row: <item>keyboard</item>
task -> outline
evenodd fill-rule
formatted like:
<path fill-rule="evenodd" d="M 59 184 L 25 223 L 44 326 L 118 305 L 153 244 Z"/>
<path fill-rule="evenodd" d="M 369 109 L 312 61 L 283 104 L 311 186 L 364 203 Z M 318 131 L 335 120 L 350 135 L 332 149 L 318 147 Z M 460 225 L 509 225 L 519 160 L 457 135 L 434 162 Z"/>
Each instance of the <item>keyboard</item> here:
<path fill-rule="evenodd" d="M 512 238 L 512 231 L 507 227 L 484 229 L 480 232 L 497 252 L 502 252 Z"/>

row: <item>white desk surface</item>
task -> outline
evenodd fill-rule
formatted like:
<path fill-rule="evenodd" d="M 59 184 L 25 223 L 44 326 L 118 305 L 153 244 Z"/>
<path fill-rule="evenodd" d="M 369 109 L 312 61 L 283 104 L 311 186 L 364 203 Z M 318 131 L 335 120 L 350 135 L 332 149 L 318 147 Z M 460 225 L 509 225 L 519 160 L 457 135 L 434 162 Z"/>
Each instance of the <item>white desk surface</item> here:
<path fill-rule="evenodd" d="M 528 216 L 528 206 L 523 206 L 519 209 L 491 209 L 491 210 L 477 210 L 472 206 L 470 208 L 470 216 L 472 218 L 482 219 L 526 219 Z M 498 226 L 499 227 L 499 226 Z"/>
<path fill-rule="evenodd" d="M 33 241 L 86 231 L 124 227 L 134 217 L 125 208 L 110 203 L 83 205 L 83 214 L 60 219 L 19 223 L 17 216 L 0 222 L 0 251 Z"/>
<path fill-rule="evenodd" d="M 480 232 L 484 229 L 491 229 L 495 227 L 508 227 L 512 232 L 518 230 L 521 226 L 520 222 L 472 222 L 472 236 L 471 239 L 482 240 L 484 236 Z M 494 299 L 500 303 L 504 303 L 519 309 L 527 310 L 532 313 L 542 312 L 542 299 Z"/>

====

--- Direction ---
Reproduce every line of the records above without any change.

--- Exercise answer ---
row: <item>keyboard</item>
task -> outline
evenodd fill-rule
formatted like:
<path fill-rule="evenodd" d="M 59 184 L 25 223 L 44 326 L 118 305 L 153 244 Z"/>
<path fill-rule="evenodd" d="M 369 109 L 312 61 L 283 104 L 311 186 L 364 203 Z M 318 131 L 335 120 L 350 135 L 332 149 L 318 147 Z M 460 225 L 509 225 L 519 160 L 457 135 L 434 162 Z"/>
Each instance of the <item>keyboard</item> here:
<path fill-rule="evenodd" d="M 512 238 L 512 231 L 507 227 L 484 229 L 480 232 L 497 252 L 502 252 Z"/>

row: <item>white desk surface</item>
task -> outline
evenodd fill-rule
formatted like:
<path fill-rule="evenodd" d="M 59 184 L 25 223 L 44 326 L 118 305 L 153 244 Z"/>
<path fill-rule="evenodd" d="M 369 109 L 312 61 L 283 104 L 311 186 L 364 203 Z M 318 131 L 335 120 L 350 135 L 332 149 L 318 147 Z M 460 225 L 509 225 L 519 160 L 457 135 L 434 162 Z"/>
Each instance of the <item>white desk surface</item> here:
<path fill-rule="evenodd" d="M 528 216 L 528 206 L 523 206 L 519 209 L 491 209 L 491 210 L 477 210 L 472 206 L 470 208 L 470 216 L 472 218 L 482 219 L 526 219 Z M 498 226 L 499 227 L 499 226 Z"/>
<path fill-rule="evenodd" d="M 33 241 L 86 231 L 124 227 L 134 217 L 125 208 L 110 203 L 83 205 L 83 214 L 60 219 L 19 223 L 17 216 L 0 222 L 0 251 Z"/>
<path fill-rule="evenodd" d="M 480 232 L 484 229 L 491 229 L 495 227 L 508 227 L 512 232 L 518 230 L 521 226 L 520 222 L 472 222 L 472 236 L 471 239 L 482 240 L 484 236 Z M 494 299 L 500 303 L 504 303 L 519 309 L 527 310 L 532 313 L 542 312 L 542 299 Z"/>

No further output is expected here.